_WRITTEN TASK_
Quote the lines below from the one containing "[outline] human hair" to the final line, both ends included; exclude the pictures.

━━━━━━━━━━━━━━━━

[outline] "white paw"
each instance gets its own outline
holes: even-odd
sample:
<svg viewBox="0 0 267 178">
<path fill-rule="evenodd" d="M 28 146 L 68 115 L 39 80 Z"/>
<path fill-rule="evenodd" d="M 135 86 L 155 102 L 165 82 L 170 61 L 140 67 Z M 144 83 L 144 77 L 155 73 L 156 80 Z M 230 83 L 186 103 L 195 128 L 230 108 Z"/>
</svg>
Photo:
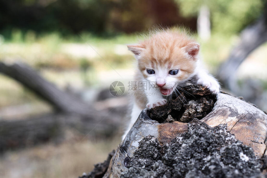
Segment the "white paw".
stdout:
<svg viewBox="0 0 267 178">
<path fill-rule="evenodd" d="M 166 103 L 167 103 L 167 100 L 165 99 L 161 99 L 157 100 L 155 103 L 148 103 L 147 105 L 147 107 L 149 109 L 151 109 L 156 106 L 164 105 Z"/>
<path fill-rule="evenodd" d="M 217 81 L 213 78 L 210 77 L 207 80 L 200 78 L 197 81 L 197 84 L 206 87 L 214 94 L 218 94 L 220 92 L 220 85 Z"/>
</svg>

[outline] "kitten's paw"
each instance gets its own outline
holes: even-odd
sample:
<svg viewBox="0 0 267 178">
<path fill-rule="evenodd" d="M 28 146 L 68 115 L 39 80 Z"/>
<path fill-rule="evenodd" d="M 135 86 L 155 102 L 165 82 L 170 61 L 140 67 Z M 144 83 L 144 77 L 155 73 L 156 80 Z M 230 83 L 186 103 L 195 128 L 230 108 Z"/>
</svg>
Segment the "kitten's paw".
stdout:
<svg viewBox="0 0 267 178">
<path fill-rule="evenodd" d="M 165 105 L 167 103 L 167 101 L 165 99 L 161 99 L 159 100 L 157 100 L 155 103 L 148 103 L 147 105 L 147 107 L 149 109 L 151 109 L 153 108 L 155 108 L 156 106 L 162 106 Z"/>
<path fill-rule="evenodd" d="M 214 94 L 218 94 L 220 92 L 220 85 L 215 79 L 211 78 L 208 80 L 204 80 L 199 79 L 197 84 L 200 84 L 210 89 Z"/>
</svg>

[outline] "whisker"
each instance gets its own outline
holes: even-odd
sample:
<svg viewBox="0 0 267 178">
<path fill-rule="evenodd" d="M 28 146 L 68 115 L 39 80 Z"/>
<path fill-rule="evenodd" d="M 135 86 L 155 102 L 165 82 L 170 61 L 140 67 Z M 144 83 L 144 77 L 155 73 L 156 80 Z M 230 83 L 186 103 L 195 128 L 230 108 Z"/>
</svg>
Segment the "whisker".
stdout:
<svg viewBox="0 0 267 178">
<path fill-rule="evenodd" d="M 177 92 L 178 92 L 179 94 L 180 94 L 180 96 L 181 96 L 181 97 L 182 97 L 183 98 L 183 99 L 185 100 L 185 101 L 186 101 L 186 102 L 188 104 L 188 102 L 187 102 L 187 101 L 186 100 L 186 99 L 185 98 L 184 96 L 182 96 L 182 95 L 181 94 L 181 93 L 179 92 L 178 90 L 177 89 L 177 88 L 175 88 L 175 90 L 176 90 L 176 91 L 177 91 Z M 184 104 L 184 103 L 183 102 L 183 101 L 182 100 L 182 101 L 183 102 L 183 103 Z"/>
<path fill-rule="evenodd" d="M 177 84 L 177 85 L 179 85 L 179 84 Z M 187 91 L 186 91 L 185 90 L 184 90 L 183 89 L 183 88 L 181 88 L 181 87 L 179 87 L 179 86 L 178 86 L 178 85 L 177 85 L 177 86 L 176 86 L 176 87 L 178 87 L 178 88 L 179 88 L 179 89 L 180 89 L 180 90 L 181 90 L 183 91 L 184 92 L 185 92 L 185 93 L 187 93 L 187 94 L 188 94 L 188 95 L 191 95 L 191 96 L 193 96 L 194 98 L 196 98 L 196 97 L 195 96 L 194 96 L 194 95 L 192 95 L 192 94 L 191 94 L 191 93 L 189 93 L 189 92 L 188 92 Z"/>
<path fill-rule="evenodd" d="M 182 100 L 181 99 L 181 98 L 180 98 L 180 97 L 179 97 L 179 96 L 178 96 L 178 95 L 177 94 L 177 93 L 176 93 L 176 91 L 175 91 L 176 89 L 176 88 L 174 89 L 174 92 L 175 93 L 175 94 L 176 95 L 176 96 L 177 96 L 177 97 L 178 97 L 178 98 L 180 100 L 181 100 L 181 101 L 182 101 L 182 102 L 183 102 L 183 103 L 184 104 L 184 103 L 183 102 L 183 100 Z M 178 91 L 178 92 L 179 92 L 179 91 Z M 180 95 L 181 95 L 180 93 Z"/>
</svg>

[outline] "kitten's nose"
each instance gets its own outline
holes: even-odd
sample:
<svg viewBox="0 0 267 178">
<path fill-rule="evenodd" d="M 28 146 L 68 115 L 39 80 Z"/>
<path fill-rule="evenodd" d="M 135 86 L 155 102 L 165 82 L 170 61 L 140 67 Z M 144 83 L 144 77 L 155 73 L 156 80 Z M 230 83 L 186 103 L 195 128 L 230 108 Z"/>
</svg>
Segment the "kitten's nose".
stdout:
<svg viewBox="0 0 267 178">
<path fill-rule="evenodd" d="M 157 85 L 160 87 L 162 87 L 165 85 L 165 84 L 166 84 L 166 83 L 157 83 Z"/>
</svg>

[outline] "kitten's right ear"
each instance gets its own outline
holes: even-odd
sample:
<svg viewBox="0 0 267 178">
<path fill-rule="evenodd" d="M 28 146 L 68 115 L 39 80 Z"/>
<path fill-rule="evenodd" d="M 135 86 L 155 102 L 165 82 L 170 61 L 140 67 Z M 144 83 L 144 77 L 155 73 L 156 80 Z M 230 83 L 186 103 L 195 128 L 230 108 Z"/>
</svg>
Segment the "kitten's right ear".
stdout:
<svg viewBox="0 0 267 178">
<path fill-rule="evenodd" d="M 128 49 L 133 52 L 136 56 L 138 56 L 141 54 L 142 51 L 145 49 L 143 45 L 139 44 L 135 45 L 129 45 L 127 46 Z"/>
</svg>

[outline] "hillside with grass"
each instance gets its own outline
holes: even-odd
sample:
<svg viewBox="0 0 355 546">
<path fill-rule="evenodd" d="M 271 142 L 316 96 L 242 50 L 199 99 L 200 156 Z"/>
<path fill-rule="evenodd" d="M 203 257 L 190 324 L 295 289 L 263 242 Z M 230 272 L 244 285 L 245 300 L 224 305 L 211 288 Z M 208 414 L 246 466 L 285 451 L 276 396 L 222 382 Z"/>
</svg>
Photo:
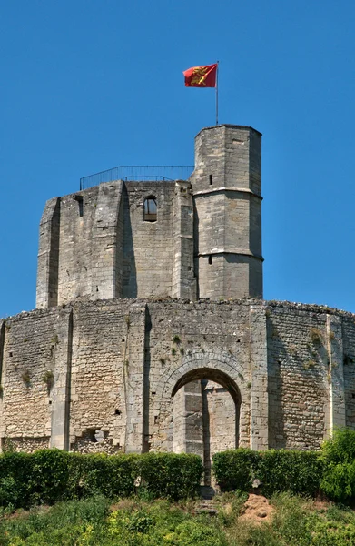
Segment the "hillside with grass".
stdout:
<svg viewBox="0 0 355 546">
<path fill-rule="evenodd" d="M 195 455 L 5 452 L 0 546 L 355 544 L 354 431 L 317 453 L 233 450 L 213 460 L 222 490 L 203 500 Z"/>
</svg>

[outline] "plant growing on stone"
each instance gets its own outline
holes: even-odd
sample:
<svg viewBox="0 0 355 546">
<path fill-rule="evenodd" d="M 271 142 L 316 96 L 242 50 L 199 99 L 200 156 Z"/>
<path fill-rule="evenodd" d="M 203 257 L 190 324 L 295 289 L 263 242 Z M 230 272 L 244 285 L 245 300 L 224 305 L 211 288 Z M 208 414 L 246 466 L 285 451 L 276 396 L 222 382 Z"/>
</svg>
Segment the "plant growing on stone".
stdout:
<svg viewBox="0 0 355 546">
<path fill-rule="evenodd" d="M 316 365 L 314 360 L 307 360 L 307 362 L 304 362 L 303 364 L 303 369 L 311 369 L 311 368 L 314 368 L 314 366 Z"/>
<path fill-rule="evenodd" d="M 330 342 L 334 341 L 334 339 L 335 339 L 334 332 L 330 331 L 328 335 L 328 339 L 329 339 Z"/>
<path fill-rule="evenodd" d="M 51 369 L 47 369 L 46 371 L 44 371 L 44 375 L 42 376 L 42 379 L 44 381 L 44 383 L 46 384 L 47 386 L 47 390 L 48 393 L 51 390 L 54 383 L 54 373 Z"/>
<path fill-rule="evenodd" d="M 25 385 L 28 388 L 31 383 L 31 374 L 28 369 L 25 369 L 21 374 L 21 379 L 24 381 Z"/>
<path fill-rule="evenodd" d="M 315 345 L 321 345 L 323 341 L 323 336 L 321 335 L 321 332 L 320 329 L 318 329 L 318 328 L 311 329 L 311 339 Z"/>
<path fill-rule="evenodd" d="M 51 343 L 53 343 L 54 345 L 57 345 L 58 342 L 59 342 L 58 334 L 55 334 L 55 336 L 53 336 L 53 338 L 51 339 Z"/>
</svg>

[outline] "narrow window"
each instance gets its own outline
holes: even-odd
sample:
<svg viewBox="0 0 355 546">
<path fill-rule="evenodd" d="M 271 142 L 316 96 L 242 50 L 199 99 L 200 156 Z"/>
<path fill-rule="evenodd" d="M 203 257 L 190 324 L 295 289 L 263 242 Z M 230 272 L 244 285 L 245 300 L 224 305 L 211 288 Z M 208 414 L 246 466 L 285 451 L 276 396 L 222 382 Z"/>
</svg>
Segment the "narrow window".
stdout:
<svg viewBox="0 0 355 546">
<path fill-rule="evenodd" d="M 144 222 L 156 222 L 156 198 L 149 196 L 144 199 L 143 220 Z"/>
<path fill-rule="evenodd" d="M 79 205 L 79 216 L 82 217 L 84 216 L 84 200 L 83 196 L 74 196 L 75 201 L 78 202 Z"/>
</svg>

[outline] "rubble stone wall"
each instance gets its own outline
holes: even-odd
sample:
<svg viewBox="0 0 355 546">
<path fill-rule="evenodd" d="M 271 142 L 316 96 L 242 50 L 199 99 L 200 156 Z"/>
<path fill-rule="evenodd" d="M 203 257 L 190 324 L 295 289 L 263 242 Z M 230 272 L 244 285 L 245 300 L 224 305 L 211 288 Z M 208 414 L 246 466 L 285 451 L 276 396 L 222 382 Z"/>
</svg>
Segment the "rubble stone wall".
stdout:
<svg viewBox="0 0 355 546">
<path fill-rule="evenodd" d="M 1 321 L 0 363 L 1 443 L 20 450 L 169 451 L 191 440 L 202 454 L 206 418 L 211 452 L 319 449 L 333 427 L 355 429 L 355 317 L 328 308 L 78 301 Z"/>
</svg>

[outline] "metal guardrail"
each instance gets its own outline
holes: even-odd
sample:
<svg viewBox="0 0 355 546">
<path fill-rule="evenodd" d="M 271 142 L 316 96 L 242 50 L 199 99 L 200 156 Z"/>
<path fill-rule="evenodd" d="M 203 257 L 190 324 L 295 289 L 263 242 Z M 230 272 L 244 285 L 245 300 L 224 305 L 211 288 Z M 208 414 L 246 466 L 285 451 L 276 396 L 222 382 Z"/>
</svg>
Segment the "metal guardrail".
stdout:
<svg viewBox="0 0 355 546">
<path fill-rule="evenodd" d="M 193 168 L 193 165 L 120 165 L 80 178 L 80 189 L 113 180 L 187 180 Z"/>
</svg>

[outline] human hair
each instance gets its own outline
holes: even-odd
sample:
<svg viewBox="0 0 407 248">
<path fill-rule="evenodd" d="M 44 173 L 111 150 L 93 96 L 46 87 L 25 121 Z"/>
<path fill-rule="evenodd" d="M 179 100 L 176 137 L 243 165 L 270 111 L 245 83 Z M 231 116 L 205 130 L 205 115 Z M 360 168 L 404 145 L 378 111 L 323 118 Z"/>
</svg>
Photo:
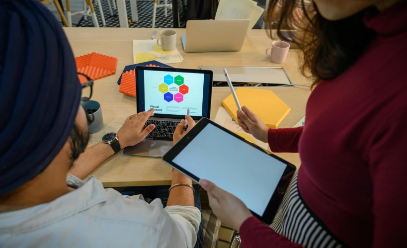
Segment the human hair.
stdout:
<svg viewBox="0 0 407 248">
<path fill-rule="evenodd" d="M 314 87 L 321 80 L 336 78 L 353 65 L 373 40 L 376 32 L 365 25 L 364 10 L 330 21 L 321 15 L 315 3 L 307 7 L 304 0 L 299 0 L 300 6 L 297 0 L 270 0 L 265 21 L 270 26 L 268 34 L 272 38 L 269 24 L 276 7 L 281 6 L 277 35 L 282 40 L 288 40 L 288 35 L 282 30 L 293 26 L 294 8 L 300 7 L 304 11 L 302 23 L 292 42 L 301 50 L 300 68 L 303 75 L 313 79 Z M 304 21 L 305 23 L 302 23 Z"/>
<path fill-rule="evenodd" d="M 84 135 L 83 132 L 82 132 L 78 124 L 75 123 L 71 131 L 69 137 L 71 139 L 71 166 L 72 167 L 74 165 L 74 162 L 79 158 L 79 155 L 84 151 L 89 141 L 89 134 Z"/>
</svg>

━━━━━━━━━━━━━━━━

_ANSWER FOR THIS EXERCISE_
[outline] human hair
each instance gets its own outline
holes: even-odd
sample:
<svg viewBox="0 0 407 248">
<path fill-rule="evenodd" d="M 44 173 L 111 150 L 93 96 L 46 87 L 25 121 Z"/>
<path fill-rule="evenodd" d="M 179 100 L 176 137 L 243 165 L 270 111 L 245 83 Z M 231 116 L 205 130 L 205 115 Z M 360 168 L 404 145 L 378 111 L 323 118 Z"/>
</svg>
Photo:
Segment the human hair.
stdout:
<svg viewBox="0 0 407 248">
<path fill-rule="evenodd" d="M 314 87 L 321 80 L 336 78 L 353 65 L 373 40 L 376 32 L 365 25 L 364 10 L 330 21 L 321 15 L 315 3 L 307 7 L 304 0 L 299 0 L 300 6 L 297 0 L 270 0 L 265 21 L 270 26 L 268 34 L 272 38 L 269 24 L 276 7 L 281 6 L 277 35 L 282 40 L 288 40 L 288 35 L 282 30 L 293 26 L 294 8 L 300 7 L 304 11 L 302 23 L 292 42 L 301 50 L 300 68 L 303 75 L 313 79 Z M 304 21 L 305 23 L 302 23 Z"/>
<path fill-rule="evenodd" d="M 84 135 L 83 132 L 82 132 L 78 124 L 75 123 L 71 131 L 69 137 L 71 139 L 71 166 L 72 167 L 74 165 L 74 162 L 79 158 L 79 155 L 84 151 L 89 141 L 89 134 Z"/>
</svg>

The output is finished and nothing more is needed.